Report each line below that contains the word "arched". Copy every such line in full.

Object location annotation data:
━━━━━━━━━━━━━━━━
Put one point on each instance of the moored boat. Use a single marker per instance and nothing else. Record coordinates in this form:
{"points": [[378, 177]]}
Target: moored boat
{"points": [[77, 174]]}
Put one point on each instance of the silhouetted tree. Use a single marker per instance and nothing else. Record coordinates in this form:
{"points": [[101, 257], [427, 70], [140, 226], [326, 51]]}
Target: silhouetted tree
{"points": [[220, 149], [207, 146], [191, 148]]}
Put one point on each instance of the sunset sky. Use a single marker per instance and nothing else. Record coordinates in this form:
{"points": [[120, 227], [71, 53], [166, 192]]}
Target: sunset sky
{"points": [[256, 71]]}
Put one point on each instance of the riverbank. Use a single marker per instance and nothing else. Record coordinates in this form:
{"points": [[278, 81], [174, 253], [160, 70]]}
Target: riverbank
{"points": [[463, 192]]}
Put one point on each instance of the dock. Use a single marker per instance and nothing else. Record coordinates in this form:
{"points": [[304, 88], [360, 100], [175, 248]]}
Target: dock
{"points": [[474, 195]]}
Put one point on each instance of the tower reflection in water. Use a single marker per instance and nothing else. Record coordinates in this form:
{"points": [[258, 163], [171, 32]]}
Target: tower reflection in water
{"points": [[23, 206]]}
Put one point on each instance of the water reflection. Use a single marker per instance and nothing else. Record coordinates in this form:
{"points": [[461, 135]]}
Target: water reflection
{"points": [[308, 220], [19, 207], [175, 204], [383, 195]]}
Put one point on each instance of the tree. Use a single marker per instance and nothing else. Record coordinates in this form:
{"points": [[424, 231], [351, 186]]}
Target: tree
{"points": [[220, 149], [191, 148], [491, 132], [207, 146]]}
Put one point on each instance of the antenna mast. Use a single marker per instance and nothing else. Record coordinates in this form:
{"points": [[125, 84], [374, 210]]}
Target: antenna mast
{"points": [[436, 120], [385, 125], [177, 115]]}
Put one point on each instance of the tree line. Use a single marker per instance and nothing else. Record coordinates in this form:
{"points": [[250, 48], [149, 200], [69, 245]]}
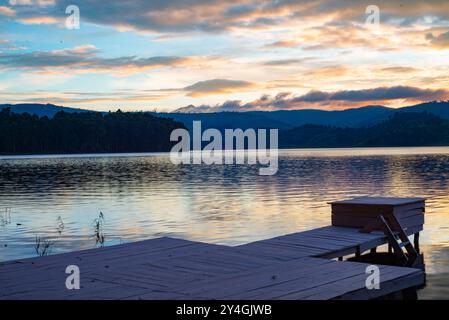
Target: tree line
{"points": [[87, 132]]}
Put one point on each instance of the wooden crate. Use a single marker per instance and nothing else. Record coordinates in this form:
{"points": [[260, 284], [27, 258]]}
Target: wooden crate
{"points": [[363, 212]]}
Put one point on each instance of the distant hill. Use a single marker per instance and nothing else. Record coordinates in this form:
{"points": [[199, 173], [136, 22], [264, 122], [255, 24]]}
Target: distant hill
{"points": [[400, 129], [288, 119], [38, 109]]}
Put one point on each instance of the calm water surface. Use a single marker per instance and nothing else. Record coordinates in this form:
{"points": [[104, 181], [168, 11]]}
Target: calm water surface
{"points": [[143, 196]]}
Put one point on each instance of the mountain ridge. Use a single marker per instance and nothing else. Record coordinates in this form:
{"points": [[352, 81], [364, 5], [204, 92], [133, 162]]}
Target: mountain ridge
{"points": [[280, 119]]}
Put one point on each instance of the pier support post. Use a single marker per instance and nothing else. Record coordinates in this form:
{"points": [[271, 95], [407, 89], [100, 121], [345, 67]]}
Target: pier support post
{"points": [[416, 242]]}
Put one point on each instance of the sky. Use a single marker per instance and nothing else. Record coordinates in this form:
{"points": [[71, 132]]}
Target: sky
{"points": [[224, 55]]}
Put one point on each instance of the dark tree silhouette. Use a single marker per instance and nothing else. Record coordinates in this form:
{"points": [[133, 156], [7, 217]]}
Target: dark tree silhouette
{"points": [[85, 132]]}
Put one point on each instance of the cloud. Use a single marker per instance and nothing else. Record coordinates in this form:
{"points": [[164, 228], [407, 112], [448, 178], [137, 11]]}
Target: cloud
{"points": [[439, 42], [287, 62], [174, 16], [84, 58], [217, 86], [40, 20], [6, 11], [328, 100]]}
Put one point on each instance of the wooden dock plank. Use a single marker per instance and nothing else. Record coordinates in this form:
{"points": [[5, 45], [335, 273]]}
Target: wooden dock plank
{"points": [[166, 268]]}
━━━━━━━━━━━━━━━━
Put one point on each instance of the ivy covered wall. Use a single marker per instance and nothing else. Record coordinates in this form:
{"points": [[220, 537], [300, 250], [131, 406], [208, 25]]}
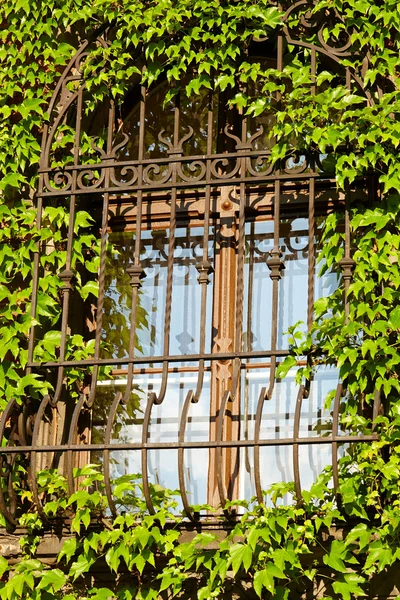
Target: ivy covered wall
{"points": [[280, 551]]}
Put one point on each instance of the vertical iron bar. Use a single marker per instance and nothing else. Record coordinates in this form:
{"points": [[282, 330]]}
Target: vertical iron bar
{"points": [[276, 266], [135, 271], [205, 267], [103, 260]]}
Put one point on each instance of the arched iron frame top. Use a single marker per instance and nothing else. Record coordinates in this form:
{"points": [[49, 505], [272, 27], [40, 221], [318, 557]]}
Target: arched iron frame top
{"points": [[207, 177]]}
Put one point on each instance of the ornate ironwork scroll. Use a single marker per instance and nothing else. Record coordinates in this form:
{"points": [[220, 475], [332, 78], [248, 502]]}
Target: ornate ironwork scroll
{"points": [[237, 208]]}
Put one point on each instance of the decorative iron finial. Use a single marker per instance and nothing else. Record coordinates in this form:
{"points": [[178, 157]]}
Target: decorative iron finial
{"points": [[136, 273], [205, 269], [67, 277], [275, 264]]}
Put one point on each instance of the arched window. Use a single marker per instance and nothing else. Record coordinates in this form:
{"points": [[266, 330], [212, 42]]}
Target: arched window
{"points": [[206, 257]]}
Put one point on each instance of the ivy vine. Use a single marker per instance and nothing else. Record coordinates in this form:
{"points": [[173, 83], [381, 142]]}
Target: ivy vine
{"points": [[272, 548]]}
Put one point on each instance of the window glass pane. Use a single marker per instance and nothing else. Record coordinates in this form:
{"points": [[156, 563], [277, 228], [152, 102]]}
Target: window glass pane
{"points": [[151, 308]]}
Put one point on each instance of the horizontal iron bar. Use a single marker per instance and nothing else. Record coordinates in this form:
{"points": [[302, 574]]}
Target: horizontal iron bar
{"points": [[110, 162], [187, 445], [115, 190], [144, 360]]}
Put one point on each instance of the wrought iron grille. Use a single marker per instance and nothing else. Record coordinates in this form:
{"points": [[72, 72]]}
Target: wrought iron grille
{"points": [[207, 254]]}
━━━━━━━━━━━━━━━━
### OUTPUT OF THE EXERCISE
Put one point on each instance of the arched iron frame top. Use a single marker per instance and nothing else. Record coordinates in this form:
Target: arched iron frame top
Put one point on each instance of the arched window. Use a single marker per instance and nothing else. Record coordinates in this form:
Target: arched window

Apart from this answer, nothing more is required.